The safe havens enjoyed a big week. Gold surged $59 to a seven-year high $1,643. Playing some catch-up, Silver jumped 5.0% to $18.613. Ten-year Treasury yields sank 12 bps to 1.47%, nearing the lowest yields since 2016. Swiss 10-year yields fell five bps to negative 0.76%, with bund yields down three bps to negative 0.43%.

While the moves were not dramatic, it is worth noting late-week reversals throughout the Credit default swaps (CDS) universe. After closing last week near lows going back to 2007, investment-grade CDS rose three bps to 46.6 bps. High-yield CDS jumped 10 bps to an almost three-week high 295 bps. EM CDS rose seven bps to 196 bps, the high since January 31st. Some of the bigger moves were in European high-yield. CDS for the big global banks also reversed higher. It’s also worth noting Japanese banks dropped 1.9% this week, with European banks down 2.3%.

Chinese January Credit data were out this week – and the numbers were gargantuan! Chinese lending surged in what is typically the strongest Credit expansion of the year. Aggregate Social Financing (a measure of total system Credit) surged a record $720 billion – for the month (history’s greatest monthly Credit expansion?). This was more than double December growth and 25% above estimates. Credit growth was 8% ahead of the previous monthly record from January 2019. This put one-year growth at almost $3.70 TN, or 10.7%.

New Bank Loans surged a record $475 billion, up from December’s $162 billion. Bank Loan growth exceeded the previous record – January 2019’s $459 billion - by about 3%. This put one-year growth at $2.408 TN, or 12.1%. Bank Loans expanded 27% in two years and 87% in five.

January’s Credit boom was driven largely by a surge in corporate lending – that, considering the backdrop, could be viewed ominously. Government lending was strong. Even “shadow banking” showed a pulse, reversing course for a marginal expansion during the month.

Curiously, Consumer (chiefly mortgage) Loans increased only $90 billion for January, the weakest growth since October. Monthly Consumer Loan growth was down 36% from January 2019. Still, two-year growth was at 35%, three-year at 64% and five-year growth of 137%.

February 16 – Reuters (Yawen Chen and Se Young Lee): “New home prices in China grew at their weakest pace in nearly two years in January as the economy slowed and a fast-spreading coronavirus outbreak brought the country’s property market to a standstill. Worryingly, analysts say the worst is yet to come for the property market, noting that with stepped-up measures to contain the spread of the epidemic, aggressive price-cutting by developers and widespread business disruption will be fully reflected only in coming months. Average new home prices in China’s 70 major cities rose 0.2% in January from the previous month…”

We’ll wait about a month for February Credit data, yet it would appear China’s housing markets had already begun a meaningful slowdown prior to the coronavirus outbreak. With apartment sales slowing dramatically, February Consumer lending volumes will be dismal.

How quickly apartment sales bounce back is a critical issue for Chinese finance as well as China’s economy. Increasingly, however, it appears that great uncertainty surrounds economic prospects for Japan, South Korea, greater Asia and the emerging markets, Europe and globally. The bullish hypothesis that the coronavirus would be largely limited to China and soon contained is increasingly suspect.

February 21 – Bloomberg: “China car sales plunged 92% during the first two weeks of February as the coronavirus outbreak kept buyers away from showrooms. It was even worse in the first week, when nationwide sales tumbled 96% to a daily average of only 811 units, the China Passenger Car Association said in a report released earlier this week. Deliveries this month may slide by about 70%, resulting in a roughly 40% drop in the first two months of 2020, the association said.”

And Wednesday from CNN (Yoko Wakatsuki and Junko Ogura), one of the more alarming reports from the week: “More people from the quarantined Diamond Princess cruise ship tested positive for the novel coronavirus Wednesday, according to the Japanese Health Ministry. The ministry said 79 new cases were confirmed, adding that 68 of the people were said to be asymptomatic.”

• REQUIRED ACTIONS:
A - Answer these from the market commentary:
(i) What seven-year high did gold reach?
(ii) How much did New Bank Loans surge in January?
(iii) How many new cases from the Diamond Princess cruise ship did the Japanese Health Ministry confirm on Wednesday?
B - Transcribe the market commentary from "Chinese January Credit" up to and including "87% in five.".

• Records from a data collection:

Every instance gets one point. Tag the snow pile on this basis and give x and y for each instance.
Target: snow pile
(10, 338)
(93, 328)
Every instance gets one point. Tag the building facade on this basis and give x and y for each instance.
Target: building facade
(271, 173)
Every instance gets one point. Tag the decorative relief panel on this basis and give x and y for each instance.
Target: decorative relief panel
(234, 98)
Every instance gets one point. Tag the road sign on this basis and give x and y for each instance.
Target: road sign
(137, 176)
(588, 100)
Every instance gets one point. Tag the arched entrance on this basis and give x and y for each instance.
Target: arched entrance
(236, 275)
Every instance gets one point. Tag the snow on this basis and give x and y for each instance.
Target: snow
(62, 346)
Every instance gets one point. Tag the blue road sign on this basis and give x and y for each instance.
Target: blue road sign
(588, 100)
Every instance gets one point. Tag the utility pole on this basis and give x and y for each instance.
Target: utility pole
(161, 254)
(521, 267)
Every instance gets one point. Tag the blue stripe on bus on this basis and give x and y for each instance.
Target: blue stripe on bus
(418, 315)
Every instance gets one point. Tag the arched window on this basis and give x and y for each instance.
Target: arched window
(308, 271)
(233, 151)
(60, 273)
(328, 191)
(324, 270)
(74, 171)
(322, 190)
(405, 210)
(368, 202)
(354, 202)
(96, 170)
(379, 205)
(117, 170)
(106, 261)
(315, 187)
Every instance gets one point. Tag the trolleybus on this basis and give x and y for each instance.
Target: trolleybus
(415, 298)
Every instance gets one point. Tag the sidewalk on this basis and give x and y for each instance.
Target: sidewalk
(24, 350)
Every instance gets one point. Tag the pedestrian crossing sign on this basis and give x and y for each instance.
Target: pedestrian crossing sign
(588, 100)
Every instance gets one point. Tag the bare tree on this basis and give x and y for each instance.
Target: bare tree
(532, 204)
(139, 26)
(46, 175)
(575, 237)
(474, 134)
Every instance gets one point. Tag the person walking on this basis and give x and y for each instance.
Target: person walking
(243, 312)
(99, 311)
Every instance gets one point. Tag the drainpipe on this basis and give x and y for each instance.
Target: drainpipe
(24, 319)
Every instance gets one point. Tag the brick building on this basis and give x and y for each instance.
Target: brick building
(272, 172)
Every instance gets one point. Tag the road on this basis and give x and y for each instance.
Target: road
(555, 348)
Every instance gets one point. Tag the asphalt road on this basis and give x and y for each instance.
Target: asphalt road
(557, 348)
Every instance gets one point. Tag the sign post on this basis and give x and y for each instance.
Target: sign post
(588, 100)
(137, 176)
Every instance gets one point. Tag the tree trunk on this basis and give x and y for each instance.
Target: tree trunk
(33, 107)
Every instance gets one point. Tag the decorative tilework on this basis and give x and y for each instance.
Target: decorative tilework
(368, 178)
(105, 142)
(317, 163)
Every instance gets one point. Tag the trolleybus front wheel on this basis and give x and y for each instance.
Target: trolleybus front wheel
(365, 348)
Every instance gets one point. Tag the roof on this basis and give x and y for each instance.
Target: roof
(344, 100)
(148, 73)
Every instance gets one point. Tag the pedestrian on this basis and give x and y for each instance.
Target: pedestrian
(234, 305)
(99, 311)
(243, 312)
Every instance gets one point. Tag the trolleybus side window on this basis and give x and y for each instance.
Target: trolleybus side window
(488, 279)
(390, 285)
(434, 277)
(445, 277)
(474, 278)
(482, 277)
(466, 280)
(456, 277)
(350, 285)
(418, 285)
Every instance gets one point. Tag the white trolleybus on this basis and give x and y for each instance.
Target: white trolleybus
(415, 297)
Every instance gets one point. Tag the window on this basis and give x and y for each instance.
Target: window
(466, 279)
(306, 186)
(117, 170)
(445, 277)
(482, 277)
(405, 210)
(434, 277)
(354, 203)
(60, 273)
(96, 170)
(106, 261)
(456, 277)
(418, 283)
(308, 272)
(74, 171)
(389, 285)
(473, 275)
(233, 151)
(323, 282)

• ANSWERS TO THE TASKS:
A -
(i) $1,643
(ii) A record $475 billion
(iii) 79

B -
Chinese January Credit data were out this week – and the numbers were gargantuan! Chinese lending surged in what is typically the strongest Credit expansion of the year. Aggregate Social Financing (a measure of total system Credit) surged a record $720 billion – for the month (history’s greatest monthly Credit expansion?). This was more than double December growth and 25% above estimates. Credit growth was 8% ahead of the previous monthly record from January 2019. This put one-year growth at almost $3.70 TN, or 10.7%.

New Bank Loans surged a record $475 billion, up from December’s $162 billion. Bank Loan growth exceeded the previous record – January 2019’s $459 billion - by about 3%. This put one-year growth at $2.408 TN, or 12.1%. Bank Loans expanded 27% in two years and 87% in five.